● YOUR INSTRUCTIONS
Render every row below as a Markdown table with the columns "No" (a running row number) and "Text" (the row itself), leaving out blank lines.
______
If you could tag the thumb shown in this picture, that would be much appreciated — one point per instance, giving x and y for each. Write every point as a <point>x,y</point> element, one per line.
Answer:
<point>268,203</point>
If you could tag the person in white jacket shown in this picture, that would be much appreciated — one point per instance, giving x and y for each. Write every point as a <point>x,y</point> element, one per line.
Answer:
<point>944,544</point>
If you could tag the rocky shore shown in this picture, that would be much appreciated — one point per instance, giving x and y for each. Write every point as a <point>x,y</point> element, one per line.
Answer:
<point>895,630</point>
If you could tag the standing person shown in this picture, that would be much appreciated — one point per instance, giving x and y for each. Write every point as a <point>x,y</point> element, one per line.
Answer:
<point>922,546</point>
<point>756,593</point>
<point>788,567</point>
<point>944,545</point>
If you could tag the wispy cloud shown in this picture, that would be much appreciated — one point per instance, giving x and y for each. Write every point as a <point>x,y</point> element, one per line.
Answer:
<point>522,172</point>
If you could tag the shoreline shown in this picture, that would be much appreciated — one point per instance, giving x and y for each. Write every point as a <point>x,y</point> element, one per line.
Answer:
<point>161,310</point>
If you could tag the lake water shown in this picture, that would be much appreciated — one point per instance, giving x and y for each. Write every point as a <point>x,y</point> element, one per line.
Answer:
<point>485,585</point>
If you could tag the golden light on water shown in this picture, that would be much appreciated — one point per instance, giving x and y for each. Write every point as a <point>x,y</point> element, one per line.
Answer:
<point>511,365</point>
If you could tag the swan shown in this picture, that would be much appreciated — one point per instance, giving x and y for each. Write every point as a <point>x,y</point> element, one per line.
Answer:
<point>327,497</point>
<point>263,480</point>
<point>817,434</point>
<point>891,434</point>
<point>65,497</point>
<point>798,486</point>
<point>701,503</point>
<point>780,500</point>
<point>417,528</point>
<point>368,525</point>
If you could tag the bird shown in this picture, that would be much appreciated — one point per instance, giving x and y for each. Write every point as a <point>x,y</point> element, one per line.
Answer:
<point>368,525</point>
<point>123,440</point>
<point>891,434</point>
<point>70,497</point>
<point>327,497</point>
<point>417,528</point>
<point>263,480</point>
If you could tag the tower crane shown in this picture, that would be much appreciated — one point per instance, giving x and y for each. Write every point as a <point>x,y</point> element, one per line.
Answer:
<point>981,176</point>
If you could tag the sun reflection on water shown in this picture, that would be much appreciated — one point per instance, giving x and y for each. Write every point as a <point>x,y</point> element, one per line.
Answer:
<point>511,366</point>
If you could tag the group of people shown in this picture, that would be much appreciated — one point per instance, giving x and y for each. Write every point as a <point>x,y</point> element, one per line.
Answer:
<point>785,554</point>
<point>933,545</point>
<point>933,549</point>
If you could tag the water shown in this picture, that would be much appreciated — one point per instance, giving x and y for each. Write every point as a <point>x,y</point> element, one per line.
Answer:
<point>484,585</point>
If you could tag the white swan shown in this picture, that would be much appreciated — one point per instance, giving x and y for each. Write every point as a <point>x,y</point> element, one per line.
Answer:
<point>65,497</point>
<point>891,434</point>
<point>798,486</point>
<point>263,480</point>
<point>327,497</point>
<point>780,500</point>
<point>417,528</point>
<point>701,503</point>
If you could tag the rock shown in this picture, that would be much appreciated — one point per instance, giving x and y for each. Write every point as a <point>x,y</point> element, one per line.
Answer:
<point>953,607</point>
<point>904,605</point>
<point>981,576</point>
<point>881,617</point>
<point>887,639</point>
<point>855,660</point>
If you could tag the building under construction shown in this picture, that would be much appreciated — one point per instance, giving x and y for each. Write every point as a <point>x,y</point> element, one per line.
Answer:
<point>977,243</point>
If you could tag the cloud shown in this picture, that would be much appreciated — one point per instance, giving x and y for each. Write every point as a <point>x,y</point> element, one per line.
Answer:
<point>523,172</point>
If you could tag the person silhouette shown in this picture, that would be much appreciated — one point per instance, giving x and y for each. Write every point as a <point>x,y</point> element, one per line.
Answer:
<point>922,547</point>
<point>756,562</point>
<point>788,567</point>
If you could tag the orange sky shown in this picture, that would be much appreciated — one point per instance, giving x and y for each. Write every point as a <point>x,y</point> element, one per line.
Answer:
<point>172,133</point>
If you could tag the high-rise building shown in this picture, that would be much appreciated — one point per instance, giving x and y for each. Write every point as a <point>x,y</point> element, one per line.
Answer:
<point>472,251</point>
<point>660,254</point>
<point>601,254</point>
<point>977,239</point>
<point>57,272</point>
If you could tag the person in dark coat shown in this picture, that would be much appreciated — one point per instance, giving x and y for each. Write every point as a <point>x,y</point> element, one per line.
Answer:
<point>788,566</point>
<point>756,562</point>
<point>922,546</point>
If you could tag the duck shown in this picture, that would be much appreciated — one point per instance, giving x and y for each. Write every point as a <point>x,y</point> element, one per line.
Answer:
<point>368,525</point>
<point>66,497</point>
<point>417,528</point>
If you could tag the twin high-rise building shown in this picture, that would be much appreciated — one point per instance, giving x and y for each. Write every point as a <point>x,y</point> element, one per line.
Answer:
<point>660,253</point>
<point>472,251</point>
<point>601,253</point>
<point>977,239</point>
______
● ANSWER TO THE TASK
| No | Text |
|---|---|
| 1 | If you could tag the thumb shown in this picture, that would be much appreciated — one point per instance, giving x and y for each. Write every point as a <point>x,y</point> element, one per line. |
| 2 | Answer: |
| 3 | <point>268,203</point> |
| 4 | If you could tag the person in white jacket shown in this picture, that would be much appreciated — one point per instance, giving x and y for each. Write every point as a <point>x,y</point> element, one per line. |
| 5 | Answer: |
| 6 | <point>944,544</point> |
| 7 | If you could tag the rocky shore shown in this picture, that would be much appreciated — one point per instance, giving x and y for each. Write every point as a <point>x,y</point> element, one per line. |
| 8 | Answer: |
| 9 | <point>895,630</point> |
| 10 | If you could tag the standing person shown in this picture, that would be much appreciated — one point per instance, giving x and y for each. Write every point as a <point>x,y</point> element, one per line. |
| 11 | Answer: |
| 12 | <point>922,546</point> |
| 13 | <point>756,593</point> |
| 14 | <point>788,567</point> |
| 15 | <point>944,545</point> |
| 16 | If you could tag the wispy cloud shown in this picture, that would be much appreciated — one point per instance, giving x and y for each. Write every point as a <point>x,y</point> element, one per line. |
| 17 | Answer: |
| 18 | <point>522,172</point> |
| 19 | If you could tag the shoreline shown in this picture, that would be much appreciated — one point per instance, giving x and y for each. Write every point as a <point>x,y</point> element, one per line. |
| 20 | Answer: |
| 21 | <point>161,310</point> |
| 22 | If you could tag the lake water shown in this picture, that would be much appreciated — one point per instance, giving x and y for each. Write every point as a <point>x,y</point> element, one per line. |
| 23 | Answer: |
| 24 | <point>485,585</point> |
| 25 | If you could tag the golden light on water shown in this picture, that would be much appreciated — one point per instance, giving x and y for each. Write every point as a <point>x,y</point> element, one per line. |
| 26 | Answer: |
| 27 | <point>511,365</point> |
| 28 | If you could tag the swan shown in this picture, that would be much appreciated — one point per instance, giving x and y for each. Write every point as a <point>x,y</point> element, one per line. |
| 29 | Answer: |
| 30 | <point>327,497</point> |
| 31 | <point>263,480</point> |
| 32 | <point>817,434</point> |
| 33 | <point>891,434</point> |
| 34 | <point>65,497</point> |
| 35 | <point>798,486</point> |
| 36 | <point>701,503</point> |
| 37 | <point>780,500</point> |
| 38 | <point>417,528</point> |
| 39 | <point>368,525</point> |
| 40 | If you could tag the bird shown in this picture, that would be much appreciated — one point per instance, giving x and y for each. Write every point as a <point>x,y</point> element, one per line. |
| 41 | Answer: |
| 42 | <point>368,525</point> |
| 43 | <point>123,440</point> |
| 44 | <point>891,434</point> |
| 45 | <point>70,497</point> |
| 46 | <point>327,497</point> |
| 47 | <point>417,528</point> |
| 48 | <point>263,480</point> |
| 49 | If you could tag the tower crane shown in this picture, that would be much appreciated — one point per instance, giving x and y for each. Write every point as a <point>x,y</point> element, one per line. |
| 50 | Answer: |
| 51 | <point>981,176</point> |
| 52 | If you could tag the sun reflection on water shown in this picture, that would be much appreciated — one point per instance, giving x and y for each. Write every point as a <point>x,y</point> element, one per line. |
| 53 | Answer: |
| 54 | <point>511,366</point> |
| 55 | If you could tag the group of people shown in this picture, that would be much appreciated — one point per instance, giving x and y for each. Write every point as a <point>x,y</point> element, one per line. |
| 56 | Answer: |
| 57 | <point>785,554</point> |
| 58 | <point>933,545</point> |
| 59 | <point>933,549</point> |
| 60 | If you could tag the water shown in this picture, that would be much appreciated — one point per instance, giving x and y for each. Write every point as a <point>x,y</point> element, one per line. |
| 61 | Answer: |
| 62 | <point>484,585</point> |
| 63 | If you could tag the white swan shown in this picture, that would be much appreciated — one point per instance, giving x and y for each. Write every point as a <point>x,y</point> element, one per line. |
| 64 | Answer: |
| 65 | <point>65,497</point> |
| 66 | <point>891,434</point> |
| 67 | <point>798,486</point> |
| 68 | <point>263,480</point> |
| 69 | <point>327,497</point> |
| 70 | <point>780,500</point> |
| 71 | <point>417,528</point> |
| 72 | <point>701,503</point> |
| 73 | If you could tag the rock shown in this picture, that would be much appreciated — one point per instance, giving x and y for each. Write every point as a <point>x,y</point> element, one per line. |
| 74 | Answer: |
| 75 | <point>953,607</point> |
| 76 | <point>904,605</point> |
| 77 | <point>981,576</point> |
| 78 | <point>881,617</point> |
| 79 | <point>887,639</point> |
| 80 | <point>855,660</point> |
| 81 | If you could tag the building under construction shown in this picture, that would be much appreciated — one point per instance, giving x and y for each. Write every point as a <point>x,y</point> element, one per line. |
| 82 | Answer: |
| 83 | <point>977,243</point> |
| 84 | If you could tag the cloud shown in this picture, that would be much appreciated — one point per instance, giving x and y for each. Write every point as a <point>x,y</point> element, one per line. |
| 85 | Answer: |
| 86 | <point>523,172</point> |
| 87 | If you could tag the person silhouette shown in this picture, that would be much appreciated — one point per instance, giving x and y for each. Write every point as a <point>x,y</point> element, one per line. |
| 88 | Answer: |
| 89 | <point>922,547</point> |
| 90 | <point>756,562</point> |
| 91 | <point>788,567</point> |
| 92 | If you could tag the orange sky shown in this picture, that would be much appreciated — one point per instance, giving x and y for each. Write every point as a <point>x,y</point> element, one per line. |
| 93 | Answer: |
| 94 | <point>172,133</point> |
| 95 | If you could tag the high-rise building shown in this picture, that would be much appreciated — one point per instance, giving x and y for each. Write every point as a <point>x,y</point> element, one per line. |
| 96 | Answer: |
| 97 | <point>472,251</point> |
| 98 | <point>660,254</point> |
| 99 | <point>601,254</point> |
| 100 | <point>977,239</point> |
| 101 | <point>57,272</point> |
| 102 | If you could tag the person in dark coat shown in this picture, that would be much appreciated — one point per instance, giving x and y for each. Write every point as a <point>x,y</point> element, one per line. |
| 103 | Answer: |
| 104 | <point>788,566</point> |
| 105 | <point>756,562</point> |
| 106 | <point>922,546</point> |
| 107 | If you could tag the duck shown in this picture, that would be much appreciated — one point per instance, giving x and y for each. Write every point as a <point>x,y</point> element, one per line. |
| 108 | Answer: |
| 109 | <point>368,525</point> |
| 110 | <point>66,497</point> |
| 111 | <point>417,528</point> |
| 112 | If you could tag the twin high-rise building shown in this picture, that would be much appreciated — one point per instance, giving x and y for each. Write every point as a <point>x,y</point> element, one per line. |
| 113 | Answer: |
| 114 | <point>660,253</point> |
| 115 | <point>472,251</point> |
| 116 | <point>601,253</point> |
| 117 | <point>977,239</point> |